__Your tasks__
[1] Answer these questions using the passage on bacterial communication:
(a) What name is given to the structures that microbial teams form?
(b) Which signal appears to be universal and facilitates interspecies communication?
(c) What major concern does the passage raise about traditional treatment of infectious diseases?
[2] Decide whether each statement agrees with the passage on bacterial communication. Answer yes or no, and quote the words from the passage that settle it.
(a) Bacteria were long thought to live social lives.
(b) Compounds that can override bacterial signaling occur in nature.
(c) Motility is one of the processes controlled by AI-2.
[3] Write the next part of the passage on bacterial communication, starting right after its final sentence.

__Passage provided__
== Segment start ==
Researchers have only recently realized that bacteria use cell-to-cell communication in order to orchestrate gene expression during infection - a phenomenon known as quorum sensing. This series explores the role of these signaling mechanisms and bacterial group behavior in evading host defenses and antibiotics.
The existence of species-specific and interspecies bacterial cell-cell communication and group organization was only recently accepted. Researchers are now realizing that the ability of these microbial teams to communicate and form structures, known as biofilms, at key times during the establishment of infection significantly increases their ability to evade both host defenses and antibiotics. This Perspective series discusses the known signaling mechanisms, the roles they play in both chronic Gram-positive and Gram-negative infections, and promising therapeutic avenues of investigation.
E. Peter Greenberg
Until recently, bacteria were considered to live rather asocial, reclusive lives. New research shows that, in fact, bacteria have elaborate chemical signaling systems that enable them to communicate within and between species. One signal, termed AI-2, appears to be universal and facilitates interspecies communication. Many processes, including virulence factor production, biofilm formation, and motility, are controlled by AI-2. Strategies that interfere with communication in bacteria are being explored in the biotechnology industry with the aim of developing novel antimicrobials. AI-2 is a particularly attractive candidate for such studies because of its widespread use in the microbial kingdom.
Michael J. Federle, Bonnie L. Bassler
Traditional treatment of infectious diseases is based on compounds that aim to kill or inhibit bacterial growth. A major concern with this approach is the frequently observed development of resistance to antimicrobial compounds. The discovery of bacterial-communication systems (quorum-sensing systems), which orchestrate important temporal events during the infection process, has afforded a novel opportunity to ameliorate bacterial infection by means other than growth inhibition. Compounds able to override bacterial signaling are present in nature. Herein we discuss the known signaling mechanisms and potential antipathogenic drugs that specifically target quorum-sensing systems in a manner unlikely to pose a selective pressure for the development of resistant mutants.
== Segment end ==
Point localization data
== Segment start ==
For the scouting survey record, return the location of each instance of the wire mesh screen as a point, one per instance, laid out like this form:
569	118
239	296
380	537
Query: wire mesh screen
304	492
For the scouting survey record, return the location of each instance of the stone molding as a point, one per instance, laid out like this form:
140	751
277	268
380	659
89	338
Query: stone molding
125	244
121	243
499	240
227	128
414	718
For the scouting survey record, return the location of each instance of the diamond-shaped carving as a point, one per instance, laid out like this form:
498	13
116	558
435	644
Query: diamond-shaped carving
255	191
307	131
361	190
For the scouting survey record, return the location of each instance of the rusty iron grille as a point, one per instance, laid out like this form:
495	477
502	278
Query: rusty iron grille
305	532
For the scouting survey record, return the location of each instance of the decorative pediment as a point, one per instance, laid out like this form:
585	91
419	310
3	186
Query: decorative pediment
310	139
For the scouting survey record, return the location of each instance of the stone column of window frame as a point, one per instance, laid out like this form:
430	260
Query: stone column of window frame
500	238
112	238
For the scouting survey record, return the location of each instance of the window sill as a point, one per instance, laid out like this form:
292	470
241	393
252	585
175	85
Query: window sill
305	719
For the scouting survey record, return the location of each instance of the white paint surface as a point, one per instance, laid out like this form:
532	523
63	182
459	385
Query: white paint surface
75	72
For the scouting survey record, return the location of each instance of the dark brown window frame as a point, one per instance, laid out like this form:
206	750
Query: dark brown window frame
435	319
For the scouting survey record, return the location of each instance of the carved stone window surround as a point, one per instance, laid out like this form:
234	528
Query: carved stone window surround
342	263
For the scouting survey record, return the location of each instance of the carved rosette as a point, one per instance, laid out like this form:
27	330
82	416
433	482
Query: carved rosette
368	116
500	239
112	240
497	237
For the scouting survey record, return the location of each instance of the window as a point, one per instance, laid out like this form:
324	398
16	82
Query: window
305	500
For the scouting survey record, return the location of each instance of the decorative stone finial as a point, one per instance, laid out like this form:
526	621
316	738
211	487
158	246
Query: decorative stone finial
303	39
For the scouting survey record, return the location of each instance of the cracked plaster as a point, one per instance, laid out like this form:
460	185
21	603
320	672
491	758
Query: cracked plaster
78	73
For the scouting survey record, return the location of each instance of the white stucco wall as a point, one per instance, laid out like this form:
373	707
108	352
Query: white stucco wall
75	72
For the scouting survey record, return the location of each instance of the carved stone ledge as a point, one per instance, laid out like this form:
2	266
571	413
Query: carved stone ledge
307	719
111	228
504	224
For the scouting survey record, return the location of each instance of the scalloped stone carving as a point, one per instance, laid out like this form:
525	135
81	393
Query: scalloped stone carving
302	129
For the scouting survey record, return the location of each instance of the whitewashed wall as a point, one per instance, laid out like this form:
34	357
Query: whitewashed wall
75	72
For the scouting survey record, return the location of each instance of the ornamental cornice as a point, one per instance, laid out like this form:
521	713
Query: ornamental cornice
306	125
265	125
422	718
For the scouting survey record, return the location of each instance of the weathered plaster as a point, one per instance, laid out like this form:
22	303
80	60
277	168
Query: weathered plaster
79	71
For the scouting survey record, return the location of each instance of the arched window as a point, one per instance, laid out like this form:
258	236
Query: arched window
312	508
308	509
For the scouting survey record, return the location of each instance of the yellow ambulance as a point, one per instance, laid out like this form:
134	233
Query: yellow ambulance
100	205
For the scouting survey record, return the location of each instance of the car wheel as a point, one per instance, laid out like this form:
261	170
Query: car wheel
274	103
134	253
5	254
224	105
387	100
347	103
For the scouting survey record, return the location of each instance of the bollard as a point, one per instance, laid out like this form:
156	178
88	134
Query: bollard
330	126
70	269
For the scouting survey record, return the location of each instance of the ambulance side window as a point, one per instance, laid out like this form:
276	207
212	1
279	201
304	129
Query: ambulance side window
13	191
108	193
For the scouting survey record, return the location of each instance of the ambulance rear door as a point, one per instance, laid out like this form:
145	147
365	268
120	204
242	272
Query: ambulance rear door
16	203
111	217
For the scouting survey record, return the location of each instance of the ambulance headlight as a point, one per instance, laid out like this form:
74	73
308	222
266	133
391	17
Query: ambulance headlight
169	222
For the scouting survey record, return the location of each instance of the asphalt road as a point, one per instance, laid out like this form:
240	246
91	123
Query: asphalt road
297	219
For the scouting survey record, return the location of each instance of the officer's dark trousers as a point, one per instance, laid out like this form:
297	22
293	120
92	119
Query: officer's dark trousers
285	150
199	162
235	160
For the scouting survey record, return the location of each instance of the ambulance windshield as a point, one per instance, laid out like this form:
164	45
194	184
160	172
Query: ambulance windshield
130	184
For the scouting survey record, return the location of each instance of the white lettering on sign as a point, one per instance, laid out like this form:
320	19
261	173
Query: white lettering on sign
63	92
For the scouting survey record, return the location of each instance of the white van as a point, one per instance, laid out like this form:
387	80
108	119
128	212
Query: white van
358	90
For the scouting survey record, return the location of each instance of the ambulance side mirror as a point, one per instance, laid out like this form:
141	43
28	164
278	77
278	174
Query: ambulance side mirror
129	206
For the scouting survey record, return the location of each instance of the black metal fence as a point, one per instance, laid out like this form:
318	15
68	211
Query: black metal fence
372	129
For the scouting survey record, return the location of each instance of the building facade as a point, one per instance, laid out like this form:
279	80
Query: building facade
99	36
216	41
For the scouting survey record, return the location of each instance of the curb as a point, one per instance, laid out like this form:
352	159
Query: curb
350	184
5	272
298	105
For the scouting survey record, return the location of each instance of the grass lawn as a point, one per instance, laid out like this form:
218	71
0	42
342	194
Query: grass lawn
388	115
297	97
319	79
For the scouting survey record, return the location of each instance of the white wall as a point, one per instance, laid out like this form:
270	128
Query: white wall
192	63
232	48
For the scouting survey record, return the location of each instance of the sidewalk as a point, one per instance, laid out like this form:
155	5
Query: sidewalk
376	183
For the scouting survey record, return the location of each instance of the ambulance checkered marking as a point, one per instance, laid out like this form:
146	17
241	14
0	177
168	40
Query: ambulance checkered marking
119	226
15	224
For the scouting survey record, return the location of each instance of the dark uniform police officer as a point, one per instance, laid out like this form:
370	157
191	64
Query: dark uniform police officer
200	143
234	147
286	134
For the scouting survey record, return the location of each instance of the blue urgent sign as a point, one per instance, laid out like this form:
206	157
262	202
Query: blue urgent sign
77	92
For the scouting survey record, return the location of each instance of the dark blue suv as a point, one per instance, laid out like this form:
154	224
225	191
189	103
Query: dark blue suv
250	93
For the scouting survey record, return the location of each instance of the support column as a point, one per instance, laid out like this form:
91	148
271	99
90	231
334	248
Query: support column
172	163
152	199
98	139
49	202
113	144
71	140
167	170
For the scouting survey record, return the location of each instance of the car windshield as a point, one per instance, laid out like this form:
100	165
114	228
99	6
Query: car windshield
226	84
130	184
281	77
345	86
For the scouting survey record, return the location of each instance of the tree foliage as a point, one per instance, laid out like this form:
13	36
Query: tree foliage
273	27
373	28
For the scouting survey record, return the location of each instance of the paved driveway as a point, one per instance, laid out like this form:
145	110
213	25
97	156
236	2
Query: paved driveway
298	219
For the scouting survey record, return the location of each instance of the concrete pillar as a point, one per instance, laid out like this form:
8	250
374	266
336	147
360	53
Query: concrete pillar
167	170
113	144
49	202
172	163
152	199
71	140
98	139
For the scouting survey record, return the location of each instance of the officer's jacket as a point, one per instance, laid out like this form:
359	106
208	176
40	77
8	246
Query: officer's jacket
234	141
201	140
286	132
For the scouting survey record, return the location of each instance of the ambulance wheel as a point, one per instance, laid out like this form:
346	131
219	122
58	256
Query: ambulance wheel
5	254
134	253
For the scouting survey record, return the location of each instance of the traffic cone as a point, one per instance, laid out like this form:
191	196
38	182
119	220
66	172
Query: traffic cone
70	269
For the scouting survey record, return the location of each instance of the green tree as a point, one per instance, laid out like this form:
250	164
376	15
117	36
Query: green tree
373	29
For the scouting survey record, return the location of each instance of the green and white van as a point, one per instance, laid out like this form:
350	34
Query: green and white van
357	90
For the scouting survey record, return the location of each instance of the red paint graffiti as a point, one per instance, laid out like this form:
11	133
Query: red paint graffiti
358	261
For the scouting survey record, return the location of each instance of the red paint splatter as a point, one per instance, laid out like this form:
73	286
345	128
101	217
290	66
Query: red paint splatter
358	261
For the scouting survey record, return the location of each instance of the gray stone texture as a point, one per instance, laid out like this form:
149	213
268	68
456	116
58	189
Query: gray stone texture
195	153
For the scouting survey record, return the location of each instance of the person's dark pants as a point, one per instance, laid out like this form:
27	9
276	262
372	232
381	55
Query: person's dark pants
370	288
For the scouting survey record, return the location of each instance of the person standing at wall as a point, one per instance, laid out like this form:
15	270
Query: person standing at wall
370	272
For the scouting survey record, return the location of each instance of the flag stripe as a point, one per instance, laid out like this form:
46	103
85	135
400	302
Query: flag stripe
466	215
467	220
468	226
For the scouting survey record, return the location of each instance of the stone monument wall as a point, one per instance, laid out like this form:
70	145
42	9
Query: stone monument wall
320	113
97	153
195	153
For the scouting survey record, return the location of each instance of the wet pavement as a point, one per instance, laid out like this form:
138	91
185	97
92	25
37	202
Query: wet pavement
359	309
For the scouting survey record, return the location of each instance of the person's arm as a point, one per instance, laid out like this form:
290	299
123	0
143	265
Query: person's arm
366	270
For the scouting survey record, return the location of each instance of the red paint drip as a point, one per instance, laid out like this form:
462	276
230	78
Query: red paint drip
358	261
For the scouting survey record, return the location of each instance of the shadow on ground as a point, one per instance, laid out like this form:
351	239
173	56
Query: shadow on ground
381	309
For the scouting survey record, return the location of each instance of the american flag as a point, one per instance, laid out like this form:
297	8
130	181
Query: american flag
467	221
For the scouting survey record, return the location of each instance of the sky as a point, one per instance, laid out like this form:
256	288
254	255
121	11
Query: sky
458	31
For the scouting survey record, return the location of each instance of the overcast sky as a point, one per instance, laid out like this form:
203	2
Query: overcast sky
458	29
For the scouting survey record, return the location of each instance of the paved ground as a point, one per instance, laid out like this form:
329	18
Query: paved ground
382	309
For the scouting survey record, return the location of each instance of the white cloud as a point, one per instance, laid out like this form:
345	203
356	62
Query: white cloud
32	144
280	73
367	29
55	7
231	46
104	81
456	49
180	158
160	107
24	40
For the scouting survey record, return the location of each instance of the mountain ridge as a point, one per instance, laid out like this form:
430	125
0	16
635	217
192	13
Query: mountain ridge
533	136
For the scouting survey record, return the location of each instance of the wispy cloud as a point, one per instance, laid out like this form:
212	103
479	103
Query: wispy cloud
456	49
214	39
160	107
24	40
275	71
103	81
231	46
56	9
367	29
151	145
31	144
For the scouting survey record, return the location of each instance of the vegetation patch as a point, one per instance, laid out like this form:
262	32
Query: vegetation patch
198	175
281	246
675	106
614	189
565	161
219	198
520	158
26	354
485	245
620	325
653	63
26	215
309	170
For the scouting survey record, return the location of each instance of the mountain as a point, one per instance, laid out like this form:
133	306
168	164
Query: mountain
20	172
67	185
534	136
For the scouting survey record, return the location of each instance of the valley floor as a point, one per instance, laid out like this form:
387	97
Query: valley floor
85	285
== Segment end ==
__Exercise results__
[1]
(a) Biofilms.
(b) AI-2.
(c) The frequently observed development of resistance to antimicrobial compounds.

[2]
(a) No: "Until recently, bacteria were considered to live rather asocial, reclusive lives."
(b) Yes: "Compounds able to override bacterial signaling are present in nature."
(c) Yes: "Many processes, including virulence factor production, biofilm formation, and motility, are controlled by AI-2."

[3]
Morten Hentzer, Michael Givskov
Pseudomonas aeruginosa has two complete quorum-sensing systems. Both of these systems have been shown to be important for Pseudomonas virulence in multiple models of infection. Thus, these systems provide unique targets for novel antimicrobial drugs.
Roger S. Smith, Barbara H. Iglewski
Unequivocal direct observations have established that the bacteria that cause device-related and other chronic infections grow in matrix-enclosed biofilms. The diagnostic and therapeutic strategies that have served us so well in the partial eradication of acute epidemic bacterial diseases have not yielded accurate data or favorable outcomes when applied to these biofilm diseases. We discuss the potential benefits of the application of the new methods and concepts developed by biofilm science and engineering to the clinical management of infectious diseases.
William Costerton, Richard Veeh, Mark Shirtliff, Mark Pasmore, Christopher Post, Garth Ehrlich
Quorum sensing via the accessory gene regulator (agr) system has been assigned a central role in the pathogenesis of staphylococci, particularly Staphylococcus aureus. While the control of virulence gene expression in vitro by agr has been relatively straightforward to describe, regulation of both the quorum response itself and virulence genes in vivo is considerably more complex. The quorum response is highly dependent upon the environment in which the organism is grown and is strongly influenced by additional regulators that respond to signals other than cell density. There is increasing evidence that the agr phenotype may influence the behavior and pathogenesis of biofilm-associated S. aureus and S. epidermidis and may contribute to the chronic nature of some biofilm-associated infections.
Jeremy M. Yarwood, Patrick M. Schlievert
Members of the bacterial genus Streptococcus are responsible for causing a wide variety of infections in humans. Many Streptococci use quorum-sensing systems to regulate several physiological properties, including the ability to incorporate foreign DNA, tolerate acid, form biofilms, and become virulent. These quorum-sensing systems are primarily made of small soluble signal peptides that are detected by neighboring cells via a histidine kinase/response regulator pair.